DATA SUPPLIED:
******

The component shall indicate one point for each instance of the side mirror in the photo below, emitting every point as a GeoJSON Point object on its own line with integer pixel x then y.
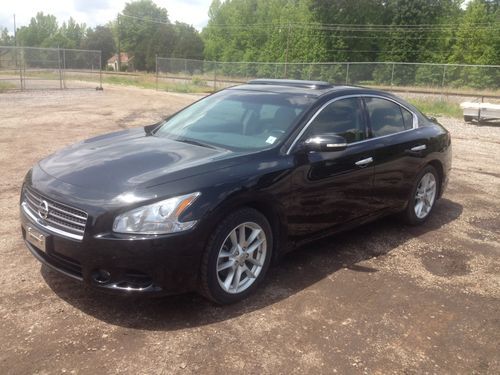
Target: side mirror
{"type": "Point", "coordinates": [324, 143]}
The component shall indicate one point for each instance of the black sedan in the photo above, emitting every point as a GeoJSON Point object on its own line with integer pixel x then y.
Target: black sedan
{"type": "Point", "coordinates": [206, 199]}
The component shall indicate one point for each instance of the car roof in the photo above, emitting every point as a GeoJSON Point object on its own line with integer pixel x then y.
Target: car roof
{"type": "Point", "coordinates": [290, 86]}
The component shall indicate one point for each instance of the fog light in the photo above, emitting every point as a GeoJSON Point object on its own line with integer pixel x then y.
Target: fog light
{"type": "Point", "coordinates": [101, 276]}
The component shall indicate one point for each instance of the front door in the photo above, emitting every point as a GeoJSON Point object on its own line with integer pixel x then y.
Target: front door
{"type": "Point", "coordinates": [332, 188]}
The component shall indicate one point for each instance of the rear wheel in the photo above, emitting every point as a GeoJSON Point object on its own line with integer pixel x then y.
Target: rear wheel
{"type": "Point", "coordinates": [423, 196]}
{"type": "Point", "coordinates": [237, 257]}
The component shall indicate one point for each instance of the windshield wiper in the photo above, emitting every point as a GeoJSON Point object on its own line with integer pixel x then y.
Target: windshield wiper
{"type": "Point", "coordinates": [196, 143]}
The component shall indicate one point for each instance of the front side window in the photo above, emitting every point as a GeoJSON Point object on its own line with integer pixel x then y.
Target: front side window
{"type": "Point", "coordinates": [237, 120]}
{"type": "Point", "coordinates": [385, 116]}
{"type": "Point", "coordinates": [343, 117]}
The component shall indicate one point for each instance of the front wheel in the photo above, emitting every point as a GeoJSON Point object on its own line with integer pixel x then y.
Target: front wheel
{"type": "Point", "coordinates": [237, 257]}
{"type": "Point", "coordinates": [423, 196]}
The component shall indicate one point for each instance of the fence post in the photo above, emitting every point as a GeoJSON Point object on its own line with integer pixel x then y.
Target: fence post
{"type": "Point", "coordinates": [442, 81]}
{"type": "Point", "coordinates": [60, 71]}
{"type": "Point", "coordinates": [64, 68]}
{"type": "Point", "coordinates": [215, 76]}
{"type": "Point", "coordinates": [19, 65]}
{"type": "Point", "coordinates": [100, 70]}
{"type": "Point", "coordinates": [156, 68]}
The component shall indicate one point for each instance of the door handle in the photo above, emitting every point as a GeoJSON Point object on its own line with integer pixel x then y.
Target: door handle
{"type": "Point", "coordinates": [418, 148]}
{"type": "Point", "coordinates": [364, 162]}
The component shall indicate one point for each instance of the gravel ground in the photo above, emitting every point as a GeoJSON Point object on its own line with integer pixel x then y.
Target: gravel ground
{"type": "Point", "coordinates": [394, 299]}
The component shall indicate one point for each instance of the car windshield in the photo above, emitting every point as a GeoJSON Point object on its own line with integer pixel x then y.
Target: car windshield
{"type": "Point", "coordinates": [237, 120]}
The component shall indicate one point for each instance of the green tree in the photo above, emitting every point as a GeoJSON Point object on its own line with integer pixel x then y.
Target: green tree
{"type": "Point", "coordinates": [41, 27]}
{"type": "Point", "coordinates": [478, 42]}
{"type": "Point", "coordinates": [140, 21]}
{"type": "Point", "coordinates": [100, 38]}
{"type": "Point", "coordinates": [187, 42]}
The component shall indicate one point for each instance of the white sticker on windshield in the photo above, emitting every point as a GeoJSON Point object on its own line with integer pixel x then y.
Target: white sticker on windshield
{"type": "Point", "coordinates": [271, 139]}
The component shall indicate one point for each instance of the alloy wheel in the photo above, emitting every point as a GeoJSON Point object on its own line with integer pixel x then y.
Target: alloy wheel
{"type": "Point", "coordinates": [241, 257]}
{"type": "Point", "coordinates": [425, 195]}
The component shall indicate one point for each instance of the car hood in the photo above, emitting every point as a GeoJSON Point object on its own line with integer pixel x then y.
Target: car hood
{"type": "Point", "coordinates": [126, 160]}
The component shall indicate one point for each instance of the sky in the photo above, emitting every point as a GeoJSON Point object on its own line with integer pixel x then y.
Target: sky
{"type": "Point", "coordinates": [97, 12]}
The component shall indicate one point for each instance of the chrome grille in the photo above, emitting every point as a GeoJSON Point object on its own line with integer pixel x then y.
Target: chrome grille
{"type": "Point", "coordinates": [63, 218]}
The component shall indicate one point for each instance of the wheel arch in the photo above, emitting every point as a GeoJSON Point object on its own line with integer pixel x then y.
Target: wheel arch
{"type": "Point", "coordinates": [438, 166]}
{"type": "Point", "coordinates": [268, 207]}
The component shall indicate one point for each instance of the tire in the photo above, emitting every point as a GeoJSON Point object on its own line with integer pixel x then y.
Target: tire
{"type": "Point", "coordinates": [232, 268]}
{"type": "Point", "coordinates": [423, 196]}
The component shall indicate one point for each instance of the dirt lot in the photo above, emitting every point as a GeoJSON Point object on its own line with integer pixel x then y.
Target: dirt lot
{"type": "Point", "coordinates": [385, 298]}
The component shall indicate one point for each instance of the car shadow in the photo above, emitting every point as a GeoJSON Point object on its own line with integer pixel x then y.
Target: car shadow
{"type": "Point", "coordinates": [298, 270]}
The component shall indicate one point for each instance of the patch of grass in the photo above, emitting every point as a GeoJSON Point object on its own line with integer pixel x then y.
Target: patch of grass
{"type": "Point", "coordinates": [438, 107]}
{"type": "Point", "coordinates": [4, 86]}
{"type": "Point", "coordinates": [148, 81]}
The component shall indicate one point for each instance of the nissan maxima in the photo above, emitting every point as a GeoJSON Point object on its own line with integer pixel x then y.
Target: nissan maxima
{"type": "Point", "coordinates": [208, 198]}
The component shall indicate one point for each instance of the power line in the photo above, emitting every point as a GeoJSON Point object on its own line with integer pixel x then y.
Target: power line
{"type": "Point", "coordinates": [144, 19]}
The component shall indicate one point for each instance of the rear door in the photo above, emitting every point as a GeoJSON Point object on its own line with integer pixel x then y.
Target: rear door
{"type": "Point", "coordinates": [398, 150]}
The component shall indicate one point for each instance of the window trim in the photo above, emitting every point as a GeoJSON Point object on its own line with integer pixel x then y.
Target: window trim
{"type": "Point", "coordinates": [360, 96]}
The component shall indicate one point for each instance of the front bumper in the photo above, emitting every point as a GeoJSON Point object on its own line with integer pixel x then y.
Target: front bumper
{"type": "Point", "coordinates": [154, 265]}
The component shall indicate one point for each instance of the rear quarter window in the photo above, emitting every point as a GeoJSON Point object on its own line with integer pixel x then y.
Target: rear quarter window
{"type": "Point", "coordinates": [386, 117]}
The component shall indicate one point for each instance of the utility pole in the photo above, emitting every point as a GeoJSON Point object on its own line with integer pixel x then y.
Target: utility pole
{"type": "Point", "coordinates": [119, 49]}
{"type": "Point", "coordinates": [287, 46]}
{"type": "Point", "coordinates": [15, 31]}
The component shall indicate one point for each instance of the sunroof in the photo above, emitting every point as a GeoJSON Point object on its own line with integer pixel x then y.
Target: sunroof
{"type": "Point", "coordinates": [319, 85]}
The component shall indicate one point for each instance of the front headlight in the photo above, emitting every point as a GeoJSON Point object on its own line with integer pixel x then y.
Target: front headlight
{"type": "Point", "coordinates": [157, 218]}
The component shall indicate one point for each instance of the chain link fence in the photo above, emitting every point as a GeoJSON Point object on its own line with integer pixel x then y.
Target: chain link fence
{"type": "Point", "coordinates": [28, 68]}
{"type": "Point", "coordinates": [433, 78]}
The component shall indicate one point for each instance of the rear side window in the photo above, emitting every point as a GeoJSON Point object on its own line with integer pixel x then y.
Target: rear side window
{"type": "Point", "coordinates": [343, 117]}
{"type": "Point", "coordinates": [386, 117]}
{"type": "Point", "coordinates": [408, 118]}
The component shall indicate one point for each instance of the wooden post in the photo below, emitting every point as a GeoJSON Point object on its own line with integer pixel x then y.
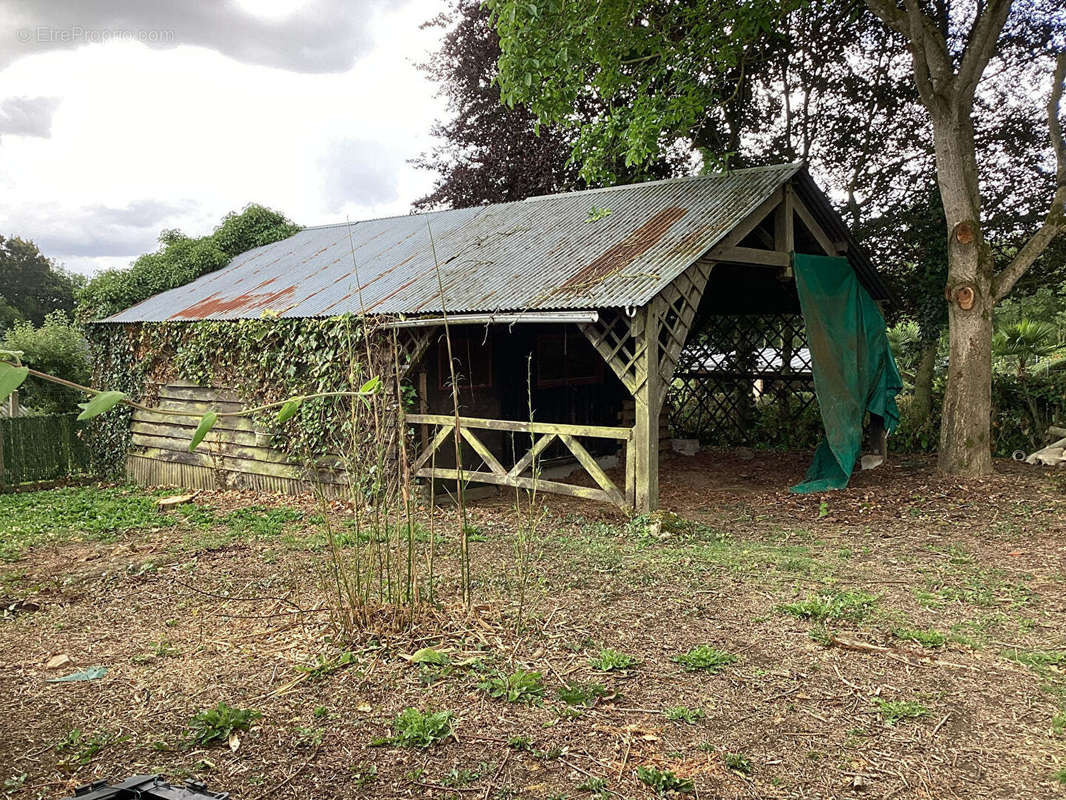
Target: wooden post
{"type": "Point", "coordinates": [645, 443]}
{"type": "Point", "coordinates": [785, 226]}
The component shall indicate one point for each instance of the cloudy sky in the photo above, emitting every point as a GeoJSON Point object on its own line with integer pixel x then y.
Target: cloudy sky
{"type": "Point", "coordinates": [119, 118]}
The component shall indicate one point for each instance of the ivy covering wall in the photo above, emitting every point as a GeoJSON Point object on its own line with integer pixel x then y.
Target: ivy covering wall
{"type": "Point", "coordinates": [264, 361]}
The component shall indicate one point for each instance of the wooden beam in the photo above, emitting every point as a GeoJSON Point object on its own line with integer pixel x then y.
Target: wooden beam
{"type": "Point", "coordinates": [595, 431]}
{"type": "Point", "coordinates": [506, 480]}
{"type": "Point", "coordinates": [527, 460]}
{"type": "Point", "coordinates": [753, 256]}
{"type": "Point", "coordinates": [785, 222]}
{"type": "Point", "coordinates": [446, 428]}
{"type": "Point", "coordinates": [483, 451]}
{"type": "Point", "coordinates": [645, 444]}
{"type": "Point", "coordinates": [808, 220]}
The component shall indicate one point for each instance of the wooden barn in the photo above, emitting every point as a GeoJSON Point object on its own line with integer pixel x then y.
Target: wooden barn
{"type": "Point", "coordinates": [613, 314]}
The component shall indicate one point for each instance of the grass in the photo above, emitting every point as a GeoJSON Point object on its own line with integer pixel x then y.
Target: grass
{"type": "Point", "coordinates": [417, 729]}
{"type": "Point", "coordinates": [663, 781]}
{"type": "Point", "coordinates": [33, 518]}
{"type": "Point", "coordinates": [738, 763]}
{"type": "Point", "coordinates": [520, 686]}
{"type": "Point", "coordinates": [217, 723]}
{"type": "Point", "coordinates": [584, 694]}
{"type": "Point", "coordinates": [612, 660]}
{"type": "Point", "coordinates": [841, 606]}
{"type": "Point", "coordinates": [707, 658]}
{"type": "Point", "coordinates": [893, 710]}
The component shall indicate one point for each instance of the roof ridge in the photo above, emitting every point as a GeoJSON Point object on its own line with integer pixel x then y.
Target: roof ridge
{"type": "Point", "coordinates": [679, 179]}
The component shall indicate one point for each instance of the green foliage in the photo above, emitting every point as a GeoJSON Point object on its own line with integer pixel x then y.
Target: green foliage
{"type": "Point", "coordinates": [683, 714]}
{"type": "Point", "coordinates": [416, 729]}
{"type": "Point", "coordinates": [612, 660]}
{"type": "Point", "coordinates": [1026, 341]}
{"type": "Point", "coordinates": [585, 694]}
{"type": "Point", "coordinates": [32, 518]}
{"type": "Point", "coordinates": [323, 666]}
{"type": "Point", "coordinates": [845, 605]}
{"type": "Point", "coordinates": [925, 638]}
{"type": "Point", "coordinates": [11, 379]}
{"type": "Point", "coordinates": [269, 360]}
{"type": "Point", "coordinates": [650, 88]}
{"type": "Point", "coordinates": [518, 687]}
{"type": "Point", "coordinates": [57, 347]}
{"type": "Point", "coordinates": [663, 781]}
{"type": "Point", "coordinates": [739, 763]}
{"type": "Point", "coordinates": [217, 723]}
{"type": "Point", "coordinates": [893, 710]}
{"type": "Point", "coordinates": [706, 657]}
{"type": "Point", "coordinates": [181, 259]}
{"type": "Point", "coordinates": [99, 404]}
{"type": "Point", "coordinates": [32, 286]}
{"type": "Point", "coordinates": [79, 749]}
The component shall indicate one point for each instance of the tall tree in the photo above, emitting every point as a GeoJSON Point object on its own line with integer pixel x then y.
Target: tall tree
{"type": "Point", "coordinates": [848, 94]}
{"type": "Point", "coordinates": [32, 285]}
{"type": "Point", "coordinates": [491, 152]}
{"type": "Point", "coordinates": [488, 153]}
{"type": "Point", "coordinates": [950, 54]}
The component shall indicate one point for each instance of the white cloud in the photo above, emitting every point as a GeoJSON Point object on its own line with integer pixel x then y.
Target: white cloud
{"type": "Point", "coordinates": [144, 139]}
{"type": "Point", "coordinates": [28, 116]}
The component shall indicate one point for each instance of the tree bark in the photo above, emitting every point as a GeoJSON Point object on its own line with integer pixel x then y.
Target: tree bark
{"type": "Point", "coordinates": [923, 380]}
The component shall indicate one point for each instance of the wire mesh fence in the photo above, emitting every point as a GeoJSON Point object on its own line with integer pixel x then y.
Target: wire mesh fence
{"type": "Point", "coordinates": [43, 448]}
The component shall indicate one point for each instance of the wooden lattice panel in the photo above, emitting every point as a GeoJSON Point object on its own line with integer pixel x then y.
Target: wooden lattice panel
{"type": "Point", "coordinates": [732, 370]}
{"type": "Point", "coordinates": [676, 307]}
{"type": "Point", "coordinates": [616, 338]}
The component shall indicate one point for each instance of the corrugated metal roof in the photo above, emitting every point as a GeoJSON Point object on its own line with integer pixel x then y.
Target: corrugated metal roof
{"type": "Point", "coordinates": [540, 253]}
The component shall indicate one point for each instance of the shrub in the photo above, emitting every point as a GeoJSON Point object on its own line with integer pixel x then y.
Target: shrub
{"type": "Point", "coordinates": [706, 657]}
{"type": "Point", "coordinates": [893, 710]}
{"type": "Point", "coordinates": [58, 348]}
{"type": "Point", "coordinates": [217, 723]}
{"type": "Point", "coordinates": [849, 606]}
{"type": "Point", "coordinates": [416, 729]}
{"type": "Point", "coordinates": [662, 781]}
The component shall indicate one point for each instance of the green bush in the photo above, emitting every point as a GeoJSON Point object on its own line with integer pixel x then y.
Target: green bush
{"type": "Point", "coordinates": [57, 348]}
{"type": "Point", "coordinates": [181, 259]}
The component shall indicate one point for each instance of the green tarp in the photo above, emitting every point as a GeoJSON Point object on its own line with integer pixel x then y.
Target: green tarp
{"type": "Point", "coordinates": [853, 365]}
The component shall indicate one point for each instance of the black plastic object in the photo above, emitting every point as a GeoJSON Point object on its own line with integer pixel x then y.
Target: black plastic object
{"type": "Point", "coordinates": [146, 787]}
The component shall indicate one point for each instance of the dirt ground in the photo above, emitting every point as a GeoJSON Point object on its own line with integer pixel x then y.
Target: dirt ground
{"type": "Point", "coordinates": [182, 620]}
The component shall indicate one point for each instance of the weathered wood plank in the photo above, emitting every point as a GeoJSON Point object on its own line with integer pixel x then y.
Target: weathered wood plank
{"type": "Point", "coordinates": [177, 431]}
{"type": "Point", "coordinates": [483, 451]}
{"type": "Point", "coordinates": [523, 463]}
{"type": "Point", "coordinates": [432, 447]}
{"type": "Point", "coordinates": [523, 427]}
{"type": "Point", "coordinates": [593, 468]}
{"type": "Point", "coordinates": [752, 256]}
{"type": "Point", "coordinates": [263, 454]}
{"type": "Point", "coordinates": [808, 219]}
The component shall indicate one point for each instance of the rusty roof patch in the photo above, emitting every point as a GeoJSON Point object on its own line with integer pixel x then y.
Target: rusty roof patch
{"type": "Point", "coordinates": [539, 253]}
{"type": "Point", "coordinates": [623, 254]}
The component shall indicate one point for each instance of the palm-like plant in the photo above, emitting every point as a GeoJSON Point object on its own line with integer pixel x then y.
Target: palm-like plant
{"type": "Point", "coordinates": [1027, 340]}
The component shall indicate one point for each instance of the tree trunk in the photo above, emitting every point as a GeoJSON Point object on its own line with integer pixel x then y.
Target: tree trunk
{"type": "Point", "coordinates": [965, 428]}
{"type": "Point", "coordinates": [923, 379]}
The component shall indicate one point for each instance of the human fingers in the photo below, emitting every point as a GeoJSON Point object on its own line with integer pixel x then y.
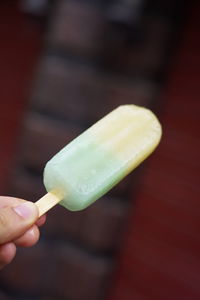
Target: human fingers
{"type": "Point", "coordinates": [29, 238]}
{"type": "Point", "coordinates": [7, 253]}
{"type": "Point", "coordinates": [15, 221]}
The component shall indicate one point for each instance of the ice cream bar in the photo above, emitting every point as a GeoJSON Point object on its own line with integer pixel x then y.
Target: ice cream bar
{"type": "Point", "coordinates": [100, 157]}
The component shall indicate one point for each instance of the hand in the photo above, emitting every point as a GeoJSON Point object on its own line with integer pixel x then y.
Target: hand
{"type": "Point", "coordinates": [18, 227]}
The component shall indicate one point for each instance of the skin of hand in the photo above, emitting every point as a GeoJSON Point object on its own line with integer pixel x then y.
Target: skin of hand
{"type": "Point", "coordinates": [19, 227]}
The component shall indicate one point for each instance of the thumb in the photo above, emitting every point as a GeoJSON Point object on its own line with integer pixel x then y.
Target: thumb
{"type": "Point", "coordinates": [15, 221]}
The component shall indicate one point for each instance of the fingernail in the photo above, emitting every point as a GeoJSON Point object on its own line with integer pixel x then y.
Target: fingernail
{"type": "Point", "coordinates": [25, 210]}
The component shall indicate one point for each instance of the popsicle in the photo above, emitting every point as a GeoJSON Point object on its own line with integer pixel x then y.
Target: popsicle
{"type": "Point", "coordinates": [99, 158]}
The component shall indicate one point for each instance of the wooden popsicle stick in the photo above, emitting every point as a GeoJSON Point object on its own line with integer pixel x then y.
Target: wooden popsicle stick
{"type": "Point", "coordinates": [48, 201]}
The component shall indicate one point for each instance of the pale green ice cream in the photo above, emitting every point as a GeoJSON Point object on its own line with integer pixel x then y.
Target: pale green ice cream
{"type": "Point", "coordinates": [100, 157]}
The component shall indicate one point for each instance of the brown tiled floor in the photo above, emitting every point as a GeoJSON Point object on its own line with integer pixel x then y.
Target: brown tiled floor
{"type": "Point", "coordinates": [161, 253]}
{"type": "Point", "coordinates": [20, 42]}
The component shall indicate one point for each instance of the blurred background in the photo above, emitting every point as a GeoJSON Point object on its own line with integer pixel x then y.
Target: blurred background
{"type": "Point", "coordinates": [63, 65]}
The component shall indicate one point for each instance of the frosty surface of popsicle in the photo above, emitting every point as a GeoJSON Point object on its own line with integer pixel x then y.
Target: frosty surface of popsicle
{"type": "Point", "coordinates": [104, 154]}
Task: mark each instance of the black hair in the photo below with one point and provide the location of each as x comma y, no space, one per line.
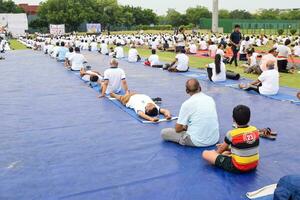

******

YOUR INSTRUCTIONS:
All lines above from the one with "Target: rear door" to the one with "the rear side", inclusive, should be copied exactly, and no other lines.

WRITTEN REPLY:
Target: rear door
{"type": "Point", "coordinates": [398, 150]}
The component shall indicate one point for each instance of the window trim in the photo above, emitting every point as a GeoJSON Point object on its own line with integer pixel x then y.
Target: window trim
{"type": "Point", "coordinates": [360, 96]}
The component shall indicate one point for each instance of the front bumper in the photo above, emitting every point as a GeoJSON Point object on its own line with integer pixel x then y.
Target: front bumper
{"type": "Point", "coordinates": [154, 265]}
The component shall indicate one point for each instance of the rear quarter window in the photo above, emitting every point as a GeoJSON Point object on its own line with integer pixel x then y.
Target: rear quarter window
{"type": "Point", "coordinates": [386, 117]}
The component shall indicate one point for each instance of the utility pole in the photo above, emitting every point as a GeoJSON Point object on its own line with integer pixel x then y.
Target: utility pole
{"type": "Point", "coordinates": [119, 49]}
{"type": "Point", "coordinates": [287, 46]}
{"type": "Point", "coordinates": [15, 31]}
The component shall indicate one point for each instance of the sunroof in the photo above, emitting every point as a GeoJSON Point object on its own line with integer pixel x then y.
Target: sunroof
{"type": "Point", "coordinates": [319, 85]}
The component shall indicate one point for each instance of the front headlight in the photo above, emitting every point as a GeoJSON Point object on its own line with integer pixel x then y.
Target: front headlight
{"type": "Point", "coordinates": [157, 218]}
The component shall indicate one point for each instance of the chain link fence in the photo above, emitting every point as a GeoJSON Point object on its own line with integer pixel x then y.
Target: chain link fence
{"type": "Point", "coordinates": [28, 68]}
{"type": "Point", "coordinates": [433, 78]}
The component shall indicate one point for each instance of the rear side window in the photo above, emitting every point as a GeoJSON Point object on its own line with integer pixel x then y.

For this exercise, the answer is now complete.